> **Selected passage**:
Movie Review

The Cabin in the Cotton

They were from opposite sides of the tracks
The Cabin in the Cotton Movie Poster

US Release Date: 10-15-1932

Directed by: Michael Curtiz

Starring

  • Richard Barthelmess
  • Marvin Blake
  • Bette Davis
  • Madge Norwood
  • Dorothy Jordan
  • Betty Wright
  • Hardie Albright
  • Roland Neal
  • David Landau
  • Tom Blake
  • Berton Churchill
  • Lane Norwood
  • Russell Simpson
  • Uncle Joe
  • Dorothy Peterson
  • Lilly Blake
  • Clarence Muse
  • A Blind Negro
Average Stars:
Reviewed on: October 15th, 2001
Bette Davis in Cabin in the Cotton.

Bette Davis in Cabin in the Cotton.

Richard Barthelmess was fifteen years past his prime when he starred opposite a young Bette Davis in Cabin in the Cotton. At one time he had been a major star. Although not well-known today, he was one of the few silent stars to make a comeback in the talkies. In Cabin In the Cotton he plays Marvin Blake, a poor sharecropper's son living in the rural south.

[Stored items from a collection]
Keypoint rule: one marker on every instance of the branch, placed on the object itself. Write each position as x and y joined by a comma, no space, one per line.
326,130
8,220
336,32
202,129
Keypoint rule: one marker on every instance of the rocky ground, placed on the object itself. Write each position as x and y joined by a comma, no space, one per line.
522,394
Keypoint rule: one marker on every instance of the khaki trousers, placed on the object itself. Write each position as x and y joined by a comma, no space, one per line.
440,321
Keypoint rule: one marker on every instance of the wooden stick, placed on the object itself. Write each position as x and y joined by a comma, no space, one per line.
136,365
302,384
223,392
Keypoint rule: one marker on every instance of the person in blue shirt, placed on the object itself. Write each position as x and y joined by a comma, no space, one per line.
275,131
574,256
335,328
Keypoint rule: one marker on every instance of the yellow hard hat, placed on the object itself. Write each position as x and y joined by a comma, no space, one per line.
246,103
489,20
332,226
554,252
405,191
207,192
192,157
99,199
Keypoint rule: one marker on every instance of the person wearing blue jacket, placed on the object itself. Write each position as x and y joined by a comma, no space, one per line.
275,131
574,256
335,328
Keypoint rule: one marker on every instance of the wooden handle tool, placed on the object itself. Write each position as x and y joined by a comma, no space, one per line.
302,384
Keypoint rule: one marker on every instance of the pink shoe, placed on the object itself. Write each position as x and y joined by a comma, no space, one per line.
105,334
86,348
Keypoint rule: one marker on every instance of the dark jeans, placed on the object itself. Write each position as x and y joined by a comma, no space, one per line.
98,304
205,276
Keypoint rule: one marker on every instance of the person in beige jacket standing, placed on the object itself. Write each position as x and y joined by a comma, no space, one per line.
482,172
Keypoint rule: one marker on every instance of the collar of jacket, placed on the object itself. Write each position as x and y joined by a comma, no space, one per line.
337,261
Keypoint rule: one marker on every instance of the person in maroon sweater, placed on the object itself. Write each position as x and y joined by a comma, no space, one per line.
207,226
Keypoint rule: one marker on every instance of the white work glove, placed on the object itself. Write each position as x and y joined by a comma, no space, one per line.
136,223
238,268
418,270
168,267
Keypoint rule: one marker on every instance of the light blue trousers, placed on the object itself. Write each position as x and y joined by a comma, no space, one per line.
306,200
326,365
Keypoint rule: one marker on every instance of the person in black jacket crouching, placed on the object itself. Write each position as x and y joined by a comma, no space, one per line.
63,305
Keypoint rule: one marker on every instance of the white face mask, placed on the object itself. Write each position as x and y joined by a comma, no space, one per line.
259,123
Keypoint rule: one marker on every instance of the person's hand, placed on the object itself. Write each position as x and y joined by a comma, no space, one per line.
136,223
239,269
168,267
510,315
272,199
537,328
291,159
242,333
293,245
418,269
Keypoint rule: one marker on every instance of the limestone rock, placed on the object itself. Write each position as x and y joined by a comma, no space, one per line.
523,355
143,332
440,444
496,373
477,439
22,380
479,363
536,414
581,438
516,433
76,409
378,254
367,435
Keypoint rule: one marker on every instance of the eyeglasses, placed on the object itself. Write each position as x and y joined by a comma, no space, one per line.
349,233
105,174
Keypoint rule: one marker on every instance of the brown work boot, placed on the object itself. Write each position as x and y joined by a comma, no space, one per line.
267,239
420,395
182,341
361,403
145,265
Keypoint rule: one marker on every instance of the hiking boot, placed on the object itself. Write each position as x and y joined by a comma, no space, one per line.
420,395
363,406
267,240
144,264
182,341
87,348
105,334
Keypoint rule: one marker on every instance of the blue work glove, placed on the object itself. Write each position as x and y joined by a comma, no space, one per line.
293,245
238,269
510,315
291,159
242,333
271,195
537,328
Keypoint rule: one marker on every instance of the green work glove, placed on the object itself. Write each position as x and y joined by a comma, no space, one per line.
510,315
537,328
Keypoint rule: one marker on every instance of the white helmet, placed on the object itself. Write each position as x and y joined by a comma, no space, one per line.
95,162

> **Task set**:
A. From the starring list in the movie review, list every name that contains the surname Blake.
B. Answer these questions using the movie review.
(i) Who directed the film?
(ii) On what date was the review written?
(iii) Which character does Richard Barthelmess play?
C. Extract the movie review from "Richard Barthelmess was" up to and including "the rural south.".

> **Expected answers**:
A.
Marvin Blake
Tom Blake
Lilly Blake

B.
(i) Michael Curtiz
(ii) October 15th, 2001
(iii) Marvin Blake, a poor sharecropper's son living in the rural south

C.
Richard Barthelmess was fifteen years past his prime when he starred opposite a young Bette Davis in Cabin in the Cotton. At one time he had been a major star. Although not well-known today, he was one of the few silent stars to make a comeback in the talkies. In Cabin In the Cotton he plays Marvin Blake, a poor sharecropper's son living in the rural south.